Task instructions:
**a)** Alter the steel heat-treatment passage from "2. Experimental Procedure" through "steel (wt %).", substituting "high-strength low-alloy" for every occurrence of "HSLA".
**b)** According to the steel heat-treatment passage, what are the critical temperatures A_c1 and A_c3 of the as-received plate?
**c)** Resume the steel heat-treatment passage after its final sentence and carry it forward.

Document passage:
After intercritical quenching, tempering is usually applied to modify the mechanical properties of DP steels [10]. The effects of tempering on the microstructure and mechanical properties of DP steels have been reported, and reveal that the tempering characteristics of DP steels are affected by chemical composition, volume fraction of martensite, retained austenite, and tempering parameters [11]. Yield behaviors are significantly affected by tempering temperatures, where DP steels perform discontinuous yielding when tempering at over 300 °C and the yield strength increases first and then decreases with the increase of tempering temperature, while tensile strength and elongation change slightly until tempering at high temperatures [12,13,14]. Li et al. [15] found that tensile strength had a linear relationship with the nanohardness ratio of martensite and ferrite. In addition, the reduction of the nanohardness difference between the two phases could effectively retard the void formation in martensite [16]. However, most of the work to date has been focused on the influence of tempering parameters on DP steels with a certain amount of constituent phases, and there is limited study addressing the synergetic effects of ferrite content and tempering temperature on the mechanical properties of DP steels.

In the present study, a Q960E HSLA steel with a hot-rolled microstructure of ferrite and pearlite was quenched from different intercritical temperature to acquire various ferrite/martenstie ratios in the microstructure and then tempered at 180 °C and 450 °C, respectively. The microstructure evolution are characterized and the effects of ferrite content on tensile and impact behaviors under different tempering conditions are discussed, and finally the fracture mechanisms of tensile and impact processes are analyzed in detail. This work provides valuable guidance in improving heat treatment to obtain the optimal combination of strength, ductility, and toughness in HSLA steels.

2. Experimental Procedure

A HSLA steel supplied by Ma Steel (Anhui, China) was selected in this study with the chemical composition of Q960E steel as shown in

Table 1. Chemical composition of the investigated steel (wt %).

Chemical Composition	Contents (wt %)
C	0.12
Si	0.30
Mn	1.30
Cr	0.25
Mo	0.10
Nb	0.02
Ti	0.017
P	0.015
S	0.001
Fe	Bal.

. The as-received steel is a 12 mm-thickness hot-rolled plate with a microstructure of ferrite and perlite; the critical temperatures A_c1 and A_c3 of the plate, measured by thermal dilatometry, are 730 °C and 860 °C, respectively. Specimens, 70 mm × 60 mm × 12 mm in size, wire-electrode cut from the plate, were subjected to quenching and tempering heat treatment schedules in a box-type resistance furnace. Specifically, in order to obtain different amounts of ferrite, the specimens were held at temperature of 790 °C, 810 °C, 830 °C, 850 °C, and 900 °C for 1 h, respectively, and then quenched in cold water to obtain martensite transformation. Thereafter, the specimens were tempered at 180 °C and 450 °C for 1 h, respectively.

Given information:
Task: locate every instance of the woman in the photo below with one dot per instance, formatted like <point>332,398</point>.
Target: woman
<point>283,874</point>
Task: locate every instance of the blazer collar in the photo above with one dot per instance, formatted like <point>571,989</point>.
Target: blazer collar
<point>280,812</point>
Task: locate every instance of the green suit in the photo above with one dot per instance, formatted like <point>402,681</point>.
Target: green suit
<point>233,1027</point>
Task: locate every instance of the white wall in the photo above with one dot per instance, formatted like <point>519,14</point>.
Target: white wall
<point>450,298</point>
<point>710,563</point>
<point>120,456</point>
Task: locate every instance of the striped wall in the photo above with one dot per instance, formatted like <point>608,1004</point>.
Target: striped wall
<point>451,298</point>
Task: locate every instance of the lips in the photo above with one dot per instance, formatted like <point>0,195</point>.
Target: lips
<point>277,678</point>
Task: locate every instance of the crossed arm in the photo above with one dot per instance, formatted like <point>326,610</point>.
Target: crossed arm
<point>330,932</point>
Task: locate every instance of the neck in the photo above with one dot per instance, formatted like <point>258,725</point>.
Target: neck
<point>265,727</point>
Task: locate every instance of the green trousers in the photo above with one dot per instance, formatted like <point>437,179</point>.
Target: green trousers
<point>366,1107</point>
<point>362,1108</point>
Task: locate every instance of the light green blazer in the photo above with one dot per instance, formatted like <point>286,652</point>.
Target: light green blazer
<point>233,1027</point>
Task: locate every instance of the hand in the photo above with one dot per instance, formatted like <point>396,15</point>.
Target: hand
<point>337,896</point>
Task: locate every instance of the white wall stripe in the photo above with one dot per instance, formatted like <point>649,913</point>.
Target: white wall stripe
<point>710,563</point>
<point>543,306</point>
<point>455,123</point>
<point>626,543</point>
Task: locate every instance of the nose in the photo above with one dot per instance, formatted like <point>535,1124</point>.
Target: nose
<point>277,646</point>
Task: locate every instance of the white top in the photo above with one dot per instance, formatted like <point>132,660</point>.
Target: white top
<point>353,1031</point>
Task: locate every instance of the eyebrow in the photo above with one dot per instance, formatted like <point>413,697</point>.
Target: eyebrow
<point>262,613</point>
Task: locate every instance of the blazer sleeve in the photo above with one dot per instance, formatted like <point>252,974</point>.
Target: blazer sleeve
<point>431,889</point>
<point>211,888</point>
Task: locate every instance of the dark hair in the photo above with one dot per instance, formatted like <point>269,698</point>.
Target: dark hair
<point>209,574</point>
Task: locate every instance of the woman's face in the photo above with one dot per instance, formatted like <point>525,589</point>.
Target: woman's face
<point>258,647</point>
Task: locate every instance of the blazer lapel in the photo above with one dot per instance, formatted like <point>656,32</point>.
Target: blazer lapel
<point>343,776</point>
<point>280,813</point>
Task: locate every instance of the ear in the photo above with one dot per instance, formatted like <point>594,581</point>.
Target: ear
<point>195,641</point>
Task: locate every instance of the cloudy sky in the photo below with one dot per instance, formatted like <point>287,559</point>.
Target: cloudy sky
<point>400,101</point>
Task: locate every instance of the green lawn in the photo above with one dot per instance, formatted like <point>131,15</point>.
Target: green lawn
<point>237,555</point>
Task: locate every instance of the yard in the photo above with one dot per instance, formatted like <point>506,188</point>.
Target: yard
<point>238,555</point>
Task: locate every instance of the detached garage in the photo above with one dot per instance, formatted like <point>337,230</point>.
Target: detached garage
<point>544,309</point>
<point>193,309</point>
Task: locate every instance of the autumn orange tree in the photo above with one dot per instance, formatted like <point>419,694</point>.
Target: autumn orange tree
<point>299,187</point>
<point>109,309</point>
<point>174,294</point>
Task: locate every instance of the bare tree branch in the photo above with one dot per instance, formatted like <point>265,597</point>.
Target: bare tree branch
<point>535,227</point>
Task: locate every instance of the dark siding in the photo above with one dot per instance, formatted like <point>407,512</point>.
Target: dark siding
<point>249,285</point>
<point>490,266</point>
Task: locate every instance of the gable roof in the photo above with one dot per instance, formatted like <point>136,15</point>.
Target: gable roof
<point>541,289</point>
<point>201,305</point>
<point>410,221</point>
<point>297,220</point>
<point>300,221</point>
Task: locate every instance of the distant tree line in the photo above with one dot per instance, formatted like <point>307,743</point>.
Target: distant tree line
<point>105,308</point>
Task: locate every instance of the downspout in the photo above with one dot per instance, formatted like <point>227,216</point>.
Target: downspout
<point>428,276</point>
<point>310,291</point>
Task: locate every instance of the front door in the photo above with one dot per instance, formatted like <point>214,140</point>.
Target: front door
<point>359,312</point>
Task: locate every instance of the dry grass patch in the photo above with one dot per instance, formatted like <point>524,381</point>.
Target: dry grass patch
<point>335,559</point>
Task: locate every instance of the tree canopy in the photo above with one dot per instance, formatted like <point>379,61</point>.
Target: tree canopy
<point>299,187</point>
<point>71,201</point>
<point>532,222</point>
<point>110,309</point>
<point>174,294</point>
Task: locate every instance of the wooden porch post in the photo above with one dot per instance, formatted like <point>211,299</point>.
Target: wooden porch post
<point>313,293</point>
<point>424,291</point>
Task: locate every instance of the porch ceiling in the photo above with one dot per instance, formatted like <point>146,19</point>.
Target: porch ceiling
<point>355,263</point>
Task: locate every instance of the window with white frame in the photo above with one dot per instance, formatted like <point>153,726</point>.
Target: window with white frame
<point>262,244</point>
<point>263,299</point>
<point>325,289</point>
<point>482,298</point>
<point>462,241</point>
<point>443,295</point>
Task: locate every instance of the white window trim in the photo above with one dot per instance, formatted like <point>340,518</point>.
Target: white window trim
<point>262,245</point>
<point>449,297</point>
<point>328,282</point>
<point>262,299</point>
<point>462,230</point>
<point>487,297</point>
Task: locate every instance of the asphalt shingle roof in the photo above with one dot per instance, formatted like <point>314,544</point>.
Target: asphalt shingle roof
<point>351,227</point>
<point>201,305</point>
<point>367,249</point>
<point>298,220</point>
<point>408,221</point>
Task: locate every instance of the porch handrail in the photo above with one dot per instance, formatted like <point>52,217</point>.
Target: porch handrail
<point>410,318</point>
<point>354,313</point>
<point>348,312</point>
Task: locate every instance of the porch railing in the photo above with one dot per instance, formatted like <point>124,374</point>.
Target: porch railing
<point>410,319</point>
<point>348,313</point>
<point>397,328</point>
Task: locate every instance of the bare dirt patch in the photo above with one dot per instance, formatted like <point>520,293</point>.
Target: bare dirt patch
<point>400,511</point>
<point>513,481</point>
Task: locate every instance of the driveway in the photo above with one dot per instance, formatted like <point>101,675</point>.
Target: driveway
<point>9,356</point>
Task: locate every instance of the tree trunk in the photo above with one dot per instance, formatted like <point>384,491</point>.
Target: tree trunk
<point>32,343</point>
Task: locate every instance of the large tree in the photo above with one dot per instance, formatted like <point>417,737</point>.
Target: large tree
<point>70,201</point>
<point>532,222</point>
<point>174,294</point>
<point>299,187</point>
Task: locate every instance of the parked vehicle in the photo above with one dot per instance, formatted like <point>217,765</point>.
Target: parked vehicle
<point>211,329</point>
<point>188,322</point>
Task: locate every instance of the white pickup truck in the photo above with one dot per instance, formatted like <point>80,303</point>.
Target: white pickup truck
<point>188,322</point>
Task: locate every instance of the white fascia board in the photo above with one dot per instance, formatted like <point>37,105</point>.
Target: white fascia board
...
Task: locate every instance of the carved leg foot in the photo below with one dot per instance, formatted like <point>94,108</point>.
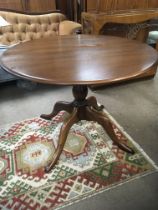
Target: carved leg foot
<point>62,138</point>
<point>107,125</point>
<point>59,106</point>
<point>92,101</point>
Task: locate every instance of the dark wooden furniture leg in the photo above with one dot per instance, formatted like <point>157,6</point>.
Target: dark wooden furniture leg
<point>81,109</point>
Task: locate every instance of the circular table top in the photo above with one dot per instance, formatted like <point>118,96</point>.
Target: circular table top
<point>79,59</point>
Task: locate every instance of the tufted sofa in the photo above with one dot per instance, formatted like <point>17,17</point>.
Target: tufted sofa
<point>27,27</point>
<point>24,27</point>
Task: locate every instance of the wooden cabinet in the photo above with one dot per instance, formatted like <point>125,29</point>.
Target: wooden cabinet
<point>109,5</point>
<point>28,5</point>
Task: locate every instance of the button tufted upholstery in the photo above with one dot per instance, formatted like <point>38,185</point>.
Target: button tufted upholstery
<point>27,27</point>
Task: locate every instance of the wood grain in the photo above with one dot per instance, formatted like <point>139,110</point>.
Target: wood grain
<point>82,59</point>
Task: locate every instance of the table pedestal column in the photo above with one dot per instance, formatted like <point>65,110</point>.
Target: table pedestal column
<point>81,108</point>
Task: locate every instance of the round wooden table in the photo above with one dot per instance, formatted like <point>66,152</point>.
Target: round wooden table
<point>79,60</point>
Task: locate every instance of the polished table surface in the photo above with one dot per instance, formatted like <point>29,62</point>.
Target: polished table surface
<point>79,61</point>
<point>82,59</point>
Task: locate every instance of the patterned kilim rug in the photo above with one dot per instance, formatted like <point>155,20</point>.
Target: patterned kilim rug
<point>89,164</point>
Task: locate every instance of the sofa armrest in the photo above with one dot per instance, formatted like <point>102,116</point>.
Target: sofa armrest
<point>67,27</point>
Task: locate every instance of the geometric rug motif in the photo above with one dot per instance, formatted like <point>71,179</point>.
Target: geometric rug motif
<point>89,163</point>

Answers to the tasks:
**a)**
2. Experimental Procedure

A high-strength low-alloy steel supplied by Ma Steel (Anhui, China) was selected in this study with the chemical composition of Q960E steel as shown in

Table 1. Chemical composition of the investigated steel (wt %).

**b)** 730 °C and 860 °C, respectively.

**c)**
For metallographic analysis, the specimens were prepared by wire cut electrical discharge machining with the observed surface parallel to the rolling plane, and then mechanically grinded, polished, and etched with 4% nital. The microstructure of the specimens after heat treatment was analyzed by light microscope (Carl Zeiss Microscopy GmbH, Jena, Germany) and SEM (Zeiss Ltd., Braunschweig, Germany). The volume fraction of ferrite was determined by the Image Pro-Plus 6.0 software (Media Cybernetics, Inc, Washington, WA, USA) based on the optical microscope images [17]. For further microstructural analysis, TEM analysis was also carried out on thin foils. These specimens were prepared by cutting thin wafers of 0.4 mm thickness and grinding them to ~60 μm. Discs of 3 mm diameter were punched from the wafers and electropolished with a solution of 4% perchloric acid in alcohol at −20 °C kept by liquid nitrogen. These foils were examined by a JEM-2100 TEM (JEOL Ltd., Tokyo, Japan) operated at 200 kV.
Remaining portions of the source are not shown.